* **THE EXERCISE**
In the material below, substitute "gravel path" for "paved walkway" and reproduce only the part that opens with the line containing "walkway and produce a box around each." and closes with the line containing "[403,253,474,266]", leaving everything else unchanged.

* **INPUT RECORDS**
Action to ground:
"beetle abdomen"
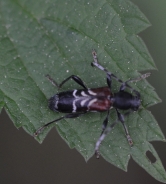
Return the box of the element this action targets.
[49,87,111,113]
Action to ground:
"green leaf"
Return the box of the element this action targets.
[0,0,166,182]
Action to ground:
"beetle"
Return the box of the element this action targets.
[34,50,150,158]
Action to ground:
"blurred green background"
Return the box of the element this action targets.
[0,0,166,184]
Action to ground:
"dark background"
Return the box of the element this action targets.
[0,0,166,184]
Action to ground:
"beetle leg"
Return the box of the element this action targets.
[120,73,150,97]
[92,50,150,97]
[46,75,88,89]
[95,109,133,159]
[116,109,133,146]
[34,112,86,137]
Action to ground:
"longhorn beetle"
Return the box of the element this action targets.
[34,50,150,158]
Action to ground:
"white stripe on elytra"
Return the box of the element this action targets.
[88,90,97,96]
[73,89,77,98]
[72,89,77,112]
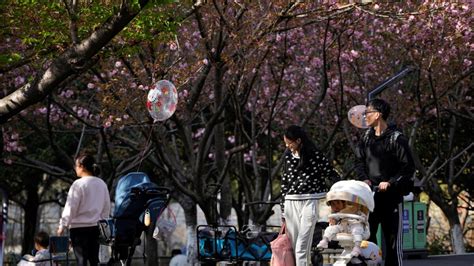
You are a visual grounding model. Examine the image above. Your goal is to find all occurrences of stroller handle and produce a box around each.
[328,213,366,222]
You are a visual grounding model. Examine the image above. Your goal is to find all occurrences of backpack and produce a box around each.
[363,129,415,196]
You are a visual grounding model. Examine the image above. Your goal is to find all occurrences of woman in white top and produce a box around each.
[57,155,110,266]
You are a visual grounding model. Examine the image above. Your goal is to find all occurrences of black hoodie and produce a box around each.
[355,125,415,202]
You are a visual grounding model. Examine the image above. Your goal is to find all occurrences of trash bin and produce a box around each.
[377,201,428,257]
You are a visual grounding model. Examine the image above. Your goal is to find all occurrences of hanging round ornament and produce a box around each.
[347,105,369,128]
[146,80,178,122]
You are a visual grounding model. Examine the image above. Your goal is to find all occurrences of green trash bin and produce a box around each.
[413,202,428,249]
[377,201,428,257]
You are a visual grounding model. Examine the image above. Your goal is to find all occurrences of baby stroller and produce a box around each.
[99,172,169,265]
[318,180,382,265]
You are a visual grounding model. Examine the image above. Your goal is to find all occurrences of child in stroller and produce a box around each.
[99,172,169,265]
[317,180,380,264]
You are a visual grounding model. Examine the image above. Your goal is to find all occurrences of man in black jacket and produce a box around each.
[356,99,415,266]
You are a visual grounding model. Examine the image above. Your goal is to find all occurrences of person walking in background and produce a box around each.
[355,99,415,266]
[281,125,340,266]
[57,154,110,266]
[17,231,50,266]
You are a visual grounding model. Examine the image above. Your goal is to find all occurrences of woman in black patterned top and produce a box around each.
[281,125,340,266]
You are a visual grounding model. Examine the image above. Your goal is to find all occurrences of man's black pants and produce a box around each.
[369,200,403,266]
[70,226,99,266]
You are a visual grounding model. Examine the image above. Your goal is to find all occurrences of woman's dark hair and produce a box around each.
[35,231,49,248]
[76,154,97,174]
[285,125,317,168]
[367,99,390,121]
--
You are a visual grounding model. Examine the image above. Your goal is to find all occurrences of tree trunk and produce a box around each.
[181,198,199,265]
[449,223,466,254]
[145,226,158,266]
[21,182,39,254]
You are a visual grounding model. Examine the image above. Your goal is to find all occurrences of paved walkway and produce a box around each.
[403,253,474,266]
---
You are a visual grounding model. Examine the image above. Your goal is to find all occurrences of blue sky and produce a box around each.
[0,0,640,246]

* **RESULT FOR THIS EXERCISE**
You are a visual grounding model. Examine the image above. Your goal is to find all occurrences of gravel path and produce a box around each.
[403,253,474,266]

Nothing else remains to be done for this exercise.